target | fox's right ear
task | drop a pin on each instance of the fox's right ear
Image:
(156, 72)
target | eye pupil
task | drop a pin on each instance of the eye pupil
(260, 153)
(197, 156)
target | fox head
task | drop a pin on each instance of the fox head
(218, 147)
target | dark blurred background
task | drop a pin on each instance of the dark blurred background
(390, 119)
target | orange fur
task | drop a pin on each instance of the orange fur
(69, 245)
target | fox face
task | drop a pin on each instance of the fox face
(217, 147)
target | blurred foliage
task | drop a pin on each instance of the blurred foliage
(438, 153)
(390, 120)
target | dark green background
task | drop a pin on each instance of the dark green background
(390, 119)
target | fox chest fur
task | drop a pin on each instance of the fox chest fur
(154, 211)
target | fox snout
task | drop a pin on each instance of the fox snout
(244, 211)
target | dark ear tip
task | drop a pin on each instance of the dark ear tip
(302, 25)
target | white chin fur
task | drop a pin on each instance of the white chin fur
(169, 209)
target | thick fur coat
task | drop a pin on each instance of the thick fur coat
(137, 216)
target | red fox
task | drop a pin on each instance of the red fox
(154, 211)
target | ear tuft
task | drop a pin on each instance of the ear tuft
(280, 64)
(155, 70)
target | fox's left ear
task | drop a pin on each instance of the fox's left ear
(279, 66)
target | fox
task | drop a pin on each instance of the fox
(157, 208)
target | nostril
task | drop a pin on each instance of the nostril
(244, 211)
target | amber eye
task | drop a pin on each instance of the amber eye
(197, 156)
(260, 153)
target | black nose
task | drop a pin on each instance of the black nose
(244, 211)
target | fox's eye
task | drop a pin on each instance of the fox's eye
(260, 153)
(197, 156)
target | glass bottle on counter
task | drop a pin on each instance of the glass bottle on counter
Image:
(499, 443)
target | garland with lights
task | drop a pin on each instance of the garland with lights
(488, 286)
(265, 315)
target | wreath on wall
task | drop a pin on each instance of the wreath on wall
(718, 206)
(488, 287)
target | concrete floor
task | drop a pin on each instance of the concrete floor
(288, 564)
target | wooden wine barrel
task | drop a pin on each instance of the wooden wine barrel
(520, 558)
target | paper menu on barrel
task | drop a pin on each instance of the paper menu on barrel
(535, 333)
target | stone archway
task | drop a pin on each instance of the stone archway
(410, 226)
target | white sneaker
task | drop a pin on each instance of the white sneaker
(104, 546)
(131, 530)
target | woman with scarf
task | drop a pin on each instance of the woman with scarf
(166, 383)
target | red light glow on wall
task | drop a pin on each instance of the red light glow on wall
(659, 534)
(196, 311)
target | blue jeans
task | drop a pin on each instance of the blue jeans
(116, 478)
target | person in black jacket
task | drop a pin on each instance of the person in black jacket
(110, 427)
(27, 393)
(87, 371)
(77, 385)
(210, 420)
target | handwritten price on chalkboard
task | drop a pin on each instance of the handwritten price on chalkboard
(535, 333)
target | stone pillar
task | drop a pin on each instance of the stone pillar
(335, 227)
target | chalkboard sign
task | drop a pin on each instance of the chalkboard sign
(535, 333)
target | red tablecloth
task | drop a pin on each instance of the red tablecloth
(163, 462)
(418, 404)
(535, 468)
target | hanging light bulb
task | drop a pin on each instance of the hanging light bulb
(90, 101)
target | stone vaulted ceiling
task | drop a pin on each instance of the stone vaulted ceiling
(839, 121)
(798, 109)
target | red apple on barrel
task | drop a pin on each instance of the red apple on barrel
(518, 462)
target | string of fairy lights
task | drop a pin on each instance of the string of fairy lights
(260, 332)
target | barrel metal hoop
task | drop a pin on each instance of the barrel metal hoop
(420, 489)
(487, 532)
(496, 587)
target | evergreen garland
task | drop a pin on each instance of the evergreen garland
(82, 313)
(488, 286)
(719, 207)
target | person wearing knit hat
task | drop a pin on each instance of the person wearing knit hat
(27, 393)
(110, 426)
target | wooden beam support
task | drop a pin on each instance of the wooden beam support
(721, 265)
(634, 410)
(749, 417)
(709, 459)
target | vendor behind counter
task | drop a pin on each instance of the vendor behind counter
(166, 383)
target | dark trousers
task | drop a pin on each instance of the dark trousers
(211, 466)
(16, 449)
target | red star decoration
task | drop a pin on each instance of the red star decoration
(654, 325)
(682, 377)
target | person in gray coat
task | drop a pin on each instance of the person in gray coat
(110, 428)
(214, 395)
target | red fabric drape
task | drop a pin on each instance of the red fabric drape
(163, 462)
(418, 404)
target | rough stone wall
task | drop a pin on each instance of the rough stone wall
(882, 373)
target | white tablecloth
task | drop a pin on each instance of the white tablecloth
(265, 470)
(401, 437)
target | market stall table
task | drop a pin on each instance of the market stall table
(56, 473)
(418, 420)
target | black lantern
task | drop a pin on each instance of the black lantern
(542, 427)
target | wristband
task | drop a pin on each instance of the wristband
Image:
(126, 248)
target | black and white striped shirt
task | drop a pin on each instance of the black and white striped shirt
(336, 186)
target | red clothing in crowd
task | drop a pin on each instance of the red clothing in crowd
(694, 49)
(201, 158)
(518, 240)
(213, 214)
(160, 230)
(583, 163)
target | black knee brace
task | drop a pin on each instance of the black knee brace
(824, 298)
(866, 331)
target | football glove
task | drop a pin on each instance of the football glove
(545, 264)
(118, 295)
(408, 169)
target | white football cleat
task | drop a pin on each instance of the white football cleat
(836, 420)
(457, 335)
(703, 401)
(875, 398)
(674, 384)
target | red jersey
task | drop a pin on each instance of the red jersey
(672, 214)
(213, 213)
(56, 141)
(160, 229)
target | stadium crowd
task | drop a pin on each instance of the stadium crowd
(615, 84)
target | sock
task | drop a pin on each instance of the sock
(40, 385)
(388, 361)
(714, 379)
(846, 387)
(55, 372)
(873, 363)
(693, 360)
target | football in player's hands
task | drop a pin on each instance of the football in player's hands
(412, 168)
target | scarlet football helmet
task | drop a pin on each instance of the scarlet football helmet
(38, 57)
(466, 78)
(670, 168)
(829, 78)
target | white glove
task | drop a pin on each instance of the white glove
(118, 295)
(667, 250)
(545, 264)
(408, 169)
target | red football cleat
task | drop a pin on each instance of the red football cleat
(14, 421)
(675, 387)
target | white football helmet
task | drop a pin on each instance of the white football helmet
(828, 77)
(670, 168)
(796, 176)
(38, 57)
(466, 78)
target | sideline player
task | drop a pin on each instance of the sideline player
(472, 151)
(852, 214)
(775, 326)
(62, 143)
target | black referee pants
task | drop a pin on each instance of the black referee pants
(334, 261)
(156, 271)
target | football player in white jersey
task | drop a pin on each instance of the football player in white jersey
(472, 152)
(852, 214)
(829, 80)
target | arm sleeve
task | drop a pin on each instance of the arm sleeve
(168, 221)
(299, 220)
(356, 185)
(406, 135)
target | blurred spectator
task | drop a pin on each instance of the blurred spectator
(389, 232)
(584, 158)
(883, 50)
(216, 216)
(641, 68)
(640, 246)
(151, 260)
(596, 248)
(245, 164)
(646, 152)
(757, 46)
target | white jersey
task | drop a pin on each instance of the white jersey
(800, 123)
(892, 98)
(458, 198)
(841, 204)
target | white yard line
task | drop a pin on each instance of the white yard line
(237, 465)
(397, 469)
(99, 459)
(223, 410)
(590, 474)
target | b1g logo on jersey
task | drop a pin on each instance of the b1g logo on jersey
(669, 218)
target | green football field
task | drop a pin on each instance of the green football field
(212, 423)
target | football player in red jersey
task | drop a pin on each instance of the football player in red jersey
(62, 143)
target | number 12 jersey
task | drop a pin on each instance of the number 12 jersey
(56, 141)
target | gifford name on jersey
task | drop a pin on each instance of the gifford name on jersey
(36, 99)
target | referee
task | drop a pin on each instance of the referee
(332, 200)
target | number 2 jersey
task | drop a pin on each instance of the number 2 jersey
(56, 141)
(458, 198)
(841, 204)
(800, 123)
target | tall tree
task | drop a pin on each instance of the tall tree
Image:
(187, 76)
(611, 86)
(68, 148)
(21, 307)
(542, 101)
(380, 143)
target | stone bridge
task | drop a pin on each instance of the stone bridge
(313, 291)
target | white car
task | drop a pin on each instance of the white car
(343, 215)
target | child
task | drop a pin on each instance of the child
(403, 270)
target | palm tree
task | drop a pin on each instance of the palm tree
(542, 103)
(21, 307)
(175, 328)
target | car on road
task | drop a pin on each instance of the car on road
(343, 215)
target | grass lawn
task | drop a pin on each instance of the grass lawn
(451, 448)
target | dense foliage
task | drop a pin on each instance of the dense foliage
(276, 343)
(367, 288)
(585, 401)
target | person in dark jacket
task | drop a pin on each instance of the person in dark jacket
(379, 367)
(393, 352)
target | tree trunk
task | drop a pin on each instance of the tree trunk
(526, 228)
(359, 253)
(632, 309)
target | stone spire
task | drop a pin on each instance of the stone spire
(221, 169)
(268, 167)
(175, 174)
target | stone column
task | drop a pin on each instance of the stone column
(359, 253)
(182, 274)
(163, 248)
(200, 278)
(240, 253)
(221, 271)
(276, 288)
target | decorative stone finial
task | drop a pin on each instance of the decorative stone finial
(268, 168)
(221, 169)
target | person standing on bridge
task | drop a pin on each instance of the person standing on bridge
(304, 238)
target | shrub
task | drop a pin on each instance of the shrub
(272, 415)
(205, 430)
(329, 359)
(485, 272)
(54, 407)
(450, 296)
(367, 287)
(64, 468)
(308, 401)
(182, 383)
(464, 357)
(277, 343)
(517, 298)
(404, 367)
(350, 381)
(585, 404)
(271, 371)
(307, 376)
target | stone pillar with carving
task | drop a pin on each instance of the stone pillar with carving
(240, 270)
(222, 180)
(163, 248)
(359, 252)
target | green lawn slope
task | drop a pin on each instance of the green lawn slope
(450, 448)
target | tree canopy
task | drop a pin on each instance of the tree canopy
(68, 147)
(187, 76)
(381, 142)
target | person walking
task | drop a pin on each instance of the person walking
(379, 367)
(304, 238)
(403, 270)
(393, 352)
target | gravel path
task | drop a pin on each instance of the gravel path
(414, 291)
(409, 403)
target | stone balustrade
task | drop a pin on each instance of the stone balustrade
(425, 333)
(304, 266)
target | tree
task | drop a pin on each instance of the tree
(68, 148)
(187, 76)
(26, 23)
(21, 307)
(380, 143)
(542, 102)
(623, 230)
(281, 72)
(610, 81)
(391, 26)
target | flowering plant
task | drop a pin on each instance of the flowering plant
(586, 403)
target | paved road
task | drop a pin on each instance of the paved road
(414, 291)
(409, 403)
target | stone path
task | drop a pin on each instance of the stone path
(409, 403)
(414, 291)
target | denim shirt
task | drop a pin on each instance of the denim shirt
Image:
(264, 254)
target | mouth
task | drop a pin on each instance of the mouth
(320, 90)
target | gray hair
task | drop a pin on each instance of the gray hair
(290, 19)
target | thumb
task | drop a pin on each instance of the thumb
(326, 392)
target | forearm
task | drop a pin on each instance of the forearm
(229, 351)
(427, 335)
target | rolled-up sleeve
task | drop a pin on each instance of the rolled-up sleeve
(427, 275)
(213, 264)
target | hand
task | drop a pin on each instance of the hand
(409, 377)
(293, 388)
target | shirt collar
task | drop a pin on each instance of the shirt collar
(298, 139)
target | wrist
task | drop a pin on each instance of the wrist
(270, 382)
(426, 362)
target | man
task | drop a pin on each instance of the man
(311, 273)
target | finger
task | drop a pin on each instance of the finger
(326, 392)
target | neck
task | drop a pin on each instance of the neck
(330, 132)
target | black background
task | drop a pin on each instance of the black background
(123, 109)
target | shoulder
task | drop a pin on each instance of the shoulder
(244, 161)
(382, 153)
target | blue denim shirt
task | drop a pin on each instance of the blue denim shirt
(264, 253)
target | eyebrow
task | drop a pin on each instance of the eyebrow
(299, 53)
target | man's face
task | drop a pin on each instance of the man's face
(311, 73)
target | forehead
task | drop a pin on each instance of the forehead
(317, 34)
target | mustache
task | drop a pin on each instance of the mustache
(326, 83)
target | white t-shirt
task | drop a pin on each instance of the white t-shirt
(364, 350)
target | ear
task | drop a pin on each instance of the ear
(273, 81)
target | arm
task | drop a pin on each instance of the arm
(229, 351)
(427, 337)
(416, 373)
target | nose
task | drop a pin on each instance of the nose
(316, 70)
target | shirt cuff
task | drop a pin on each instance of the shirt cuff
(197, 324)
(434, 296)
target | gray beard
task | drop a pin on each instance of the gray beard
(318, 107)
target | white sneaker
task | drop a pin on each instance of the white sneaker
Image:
__________
_Direction_. Lines from the one containing "target | white t-shirt" through the final line are to be given again verbatim, with nothing before or after.

_Task output_.
target | white t-shirt
task | drop a pin on each instance of the white t-shirt
(364, 350)
target | ear
task | drop a pin on each instance of the ear
(273, 81)
target | arm
task | drop a pin on each instance of the arm
(229, 351)
(427, 337)
(416, 373)
target | nose
task | drop a pin on each instance of the nose
(316, 70)
target | shirt cuff
task | drop a pin on each instance of the shirt cuff
(197, 324)
(434, 296)
target | gray beard
task | drop a pin on each instance of the gray beard
(318, 107)
target | white sneaker
task | drop a pin on each instance of the white sneaker
Image:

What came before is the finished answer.